- _Try it_: How many lines in the records contain the string "positive"? Reply with the number alone.

- _Supplied material_:
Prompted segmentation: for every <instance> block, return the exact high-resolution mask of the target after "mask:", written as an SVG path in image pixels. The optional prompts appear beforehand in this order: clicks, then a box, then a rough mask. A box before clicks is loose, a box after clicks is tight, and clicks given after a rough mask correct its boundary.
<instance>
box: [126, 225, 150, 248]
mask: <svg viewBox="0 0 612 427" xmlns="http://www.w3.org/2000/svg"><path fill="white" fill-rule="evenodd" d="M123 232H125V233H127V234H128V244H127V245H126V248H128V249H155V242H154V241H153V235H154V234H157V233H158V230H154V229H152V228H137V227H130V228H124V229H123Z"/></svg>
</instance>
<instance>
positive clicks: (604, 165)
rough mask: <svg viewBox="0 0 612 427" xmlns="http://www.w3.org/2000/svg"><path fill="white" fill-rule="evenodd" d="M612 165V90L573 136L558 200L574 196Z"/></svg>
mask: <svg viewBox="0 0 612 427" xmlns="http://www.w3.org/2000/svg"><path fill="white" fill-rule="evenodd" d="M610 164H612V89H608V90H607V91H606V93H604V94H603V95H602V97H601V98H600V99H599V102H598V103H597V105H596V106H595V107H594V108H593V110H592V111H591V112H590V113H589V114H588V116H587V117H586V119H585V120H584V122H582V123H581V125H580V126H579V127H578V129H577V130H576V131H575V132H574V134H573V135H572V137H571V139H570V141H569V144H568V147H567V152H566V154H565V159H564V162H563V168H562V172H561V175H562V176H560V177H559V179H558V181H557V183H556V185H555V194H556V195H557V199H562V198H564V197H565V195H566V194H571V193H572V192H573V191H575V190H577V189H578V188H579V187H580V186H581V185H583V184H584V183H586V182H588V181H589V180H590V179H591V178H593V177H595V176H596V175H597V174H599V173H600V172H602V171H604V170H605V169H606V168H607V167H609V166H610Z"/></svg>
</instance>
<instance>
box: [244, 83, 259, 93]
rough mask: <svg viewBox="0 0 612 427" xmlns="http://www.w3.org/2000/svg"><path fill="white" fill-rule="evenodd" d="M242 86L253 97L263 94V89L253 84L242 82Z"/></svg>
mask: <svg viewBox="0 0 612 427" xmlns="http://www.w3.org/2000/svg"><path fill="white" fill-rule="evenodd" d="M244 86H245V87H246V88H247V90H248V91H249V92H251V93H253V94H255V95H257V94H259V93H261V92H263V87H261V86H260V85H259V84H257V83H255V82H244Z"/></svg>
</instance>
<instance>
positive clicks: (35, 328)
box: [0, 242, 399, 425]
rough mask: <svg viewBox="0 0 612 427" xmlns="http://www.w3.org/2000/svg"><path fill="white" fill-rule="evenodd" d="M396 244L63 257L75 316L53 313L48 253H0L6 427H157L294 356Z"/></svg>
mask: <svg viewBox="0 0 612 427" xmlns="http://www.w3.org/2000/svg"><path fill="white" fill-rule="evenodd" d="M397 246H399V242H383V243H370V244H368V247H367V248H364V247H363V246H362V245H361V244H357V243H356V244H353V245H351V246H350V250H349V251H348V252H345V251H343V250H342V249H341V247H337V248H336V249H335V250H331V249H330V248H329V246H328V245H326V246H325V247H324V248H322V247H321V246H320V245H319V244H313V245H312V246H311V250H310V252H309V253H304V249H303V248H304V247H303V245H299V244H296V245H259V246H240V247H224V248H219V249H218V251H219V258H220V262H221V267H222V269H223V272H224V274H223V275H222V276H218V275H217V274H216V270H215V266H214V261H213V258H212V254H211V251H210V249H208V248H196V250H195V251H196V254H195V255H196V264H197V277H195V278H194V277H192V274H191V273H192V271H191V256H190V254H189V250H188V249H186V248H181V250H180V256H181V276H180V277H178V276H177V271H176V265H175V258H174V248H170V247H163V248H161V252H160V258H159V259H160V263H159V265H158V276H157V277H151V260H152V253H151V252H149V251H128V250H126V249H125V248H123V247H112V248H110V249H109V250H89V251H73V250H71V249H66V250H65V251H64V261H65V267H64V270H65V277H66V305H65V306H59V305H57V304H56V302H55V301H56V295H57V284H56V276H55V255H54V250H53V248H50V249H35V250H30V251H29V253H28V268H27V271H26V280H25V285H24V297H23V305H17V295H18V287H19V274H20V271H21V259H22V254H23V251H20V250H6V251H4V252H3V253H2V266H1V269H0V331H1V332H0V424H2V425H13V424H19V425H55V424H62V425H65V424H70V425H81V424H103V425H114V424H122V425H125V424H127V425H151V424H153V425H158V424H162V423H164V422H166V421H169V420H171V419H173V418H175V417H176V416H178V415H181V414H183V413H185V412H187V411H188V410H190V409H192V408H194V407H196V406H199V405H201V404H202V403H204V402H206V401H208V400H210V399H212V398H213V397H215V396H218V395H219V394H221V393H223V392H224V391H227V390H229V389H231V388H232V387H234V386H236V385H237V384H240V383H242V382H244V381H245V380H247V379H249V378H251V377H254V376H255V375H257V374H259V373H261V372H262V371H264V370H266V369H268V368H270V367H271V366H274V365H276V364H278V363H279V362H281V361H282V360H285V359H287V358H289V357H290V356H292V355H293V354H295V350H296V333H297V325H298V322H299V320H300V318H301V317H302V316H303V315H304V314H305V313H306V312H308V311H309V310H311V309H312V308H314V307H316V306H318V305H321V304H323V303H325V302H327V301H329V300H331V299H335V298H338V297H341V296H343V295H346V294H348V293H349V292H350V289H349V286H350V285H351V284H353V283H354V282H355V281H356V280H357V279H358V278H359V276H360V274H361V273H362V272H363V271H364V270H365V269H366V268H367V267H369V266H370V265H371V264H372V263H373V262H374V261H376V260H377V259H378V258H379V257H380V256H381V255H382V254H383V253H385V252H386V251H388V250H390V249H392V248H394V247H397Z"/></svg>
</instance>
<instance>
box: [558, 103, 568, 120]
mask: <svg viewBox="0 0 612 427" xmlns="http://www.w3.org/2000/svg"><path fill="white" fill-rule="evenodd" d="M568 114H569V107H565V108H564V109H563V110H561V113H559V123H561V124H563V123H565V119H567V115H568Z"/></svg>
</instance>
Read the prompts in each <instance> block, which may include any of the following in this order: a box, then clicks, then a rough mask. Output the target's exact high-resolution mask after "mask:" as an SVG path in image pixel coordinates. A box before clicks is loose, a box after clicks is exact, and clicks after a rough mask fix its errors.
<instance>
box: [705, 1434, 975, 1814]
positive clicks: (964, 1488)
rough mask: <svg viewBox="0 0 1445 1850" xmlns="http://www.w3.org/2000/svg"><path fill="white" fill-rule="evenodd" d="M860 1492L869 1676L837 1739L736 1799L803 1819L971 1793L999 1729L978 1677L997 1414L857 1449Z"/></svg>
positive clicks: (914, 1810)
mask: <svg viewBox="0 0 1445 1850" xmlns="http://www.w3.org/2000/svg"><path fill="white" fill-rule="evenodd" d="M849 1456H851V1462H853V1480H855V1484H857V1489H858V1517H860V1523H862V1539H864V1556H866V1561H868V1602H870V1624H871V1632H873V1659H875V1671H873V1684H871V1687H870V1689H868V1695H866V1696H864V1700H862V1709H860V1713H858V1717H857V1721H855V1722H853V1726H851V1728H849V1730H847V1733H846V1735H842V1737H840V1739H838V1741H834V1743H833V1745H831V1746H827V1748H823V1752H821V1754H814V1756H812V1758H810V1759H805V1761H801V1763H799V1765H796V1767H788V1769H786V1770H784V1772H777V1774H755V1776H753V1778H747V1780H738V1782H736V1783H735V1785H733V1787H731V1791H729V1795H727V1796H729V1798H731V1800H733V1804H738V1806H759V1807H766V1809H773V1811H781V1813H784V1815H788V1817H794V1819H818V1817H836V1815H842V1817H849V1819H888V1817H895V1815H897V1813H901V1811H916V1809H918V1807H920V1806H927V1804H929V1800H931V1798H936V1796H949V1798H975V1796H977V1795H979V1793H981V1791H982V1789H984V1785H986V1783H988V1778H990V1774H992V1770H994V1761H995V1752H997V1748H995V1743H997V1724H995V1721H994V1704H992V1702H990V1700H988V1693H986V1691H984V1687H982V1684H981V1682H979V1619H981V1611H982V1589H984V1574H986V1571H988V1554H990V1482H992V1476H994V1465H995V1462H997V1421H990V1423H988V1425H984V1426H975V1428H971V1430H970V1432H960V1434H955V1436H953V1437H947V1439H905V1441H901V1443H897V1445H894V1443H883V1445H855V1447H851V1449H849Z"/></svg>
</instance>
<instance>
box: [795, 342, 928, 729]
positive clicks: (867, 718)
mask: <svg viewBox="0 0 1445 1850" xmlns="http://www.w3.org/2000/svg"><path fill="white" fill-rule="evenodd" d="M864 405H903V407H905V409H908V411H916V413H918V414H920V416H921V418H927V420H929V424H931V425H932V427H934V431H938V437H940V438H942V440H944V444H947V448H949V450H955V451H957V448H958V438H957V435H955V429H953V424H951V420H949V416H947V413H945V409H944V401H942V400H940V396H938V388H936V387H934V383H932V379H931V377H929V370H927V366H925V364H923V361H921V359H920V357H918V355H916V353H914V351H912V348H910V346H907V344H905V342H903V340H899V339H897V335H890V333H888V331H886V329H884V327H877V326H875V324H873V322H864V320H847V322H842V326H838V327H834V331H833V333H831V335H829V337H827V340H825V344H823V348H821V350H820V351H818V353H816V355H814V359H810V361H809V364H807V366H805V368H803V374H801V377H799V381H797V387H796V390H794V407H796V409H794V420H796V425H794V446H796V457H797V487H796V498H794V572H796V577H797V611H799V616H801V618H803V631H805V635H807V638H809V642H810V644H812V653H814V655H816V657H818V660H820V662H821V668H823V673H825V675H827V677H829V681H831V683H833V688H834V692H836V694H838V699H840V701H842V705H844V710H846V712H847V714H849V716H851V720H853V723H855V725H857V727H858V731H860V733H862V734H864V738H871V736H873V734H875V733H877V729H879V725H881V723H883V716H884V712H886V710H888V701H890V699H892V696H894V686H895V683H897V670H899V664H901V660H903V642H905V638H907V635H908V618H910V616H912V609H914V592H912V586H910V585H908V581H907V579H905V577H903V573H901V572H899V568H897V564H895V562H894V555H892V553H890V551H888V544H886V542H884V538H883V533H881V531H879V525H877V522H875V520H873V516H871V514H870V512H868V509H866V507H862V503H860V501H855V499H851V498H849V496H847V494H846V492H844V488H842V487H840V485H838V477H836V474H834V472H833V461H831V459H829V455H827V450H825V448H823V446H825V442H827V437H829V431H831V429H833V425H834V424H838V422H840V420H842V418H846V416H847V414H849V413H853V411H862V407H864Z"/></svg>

- _Result for this exercise_: 5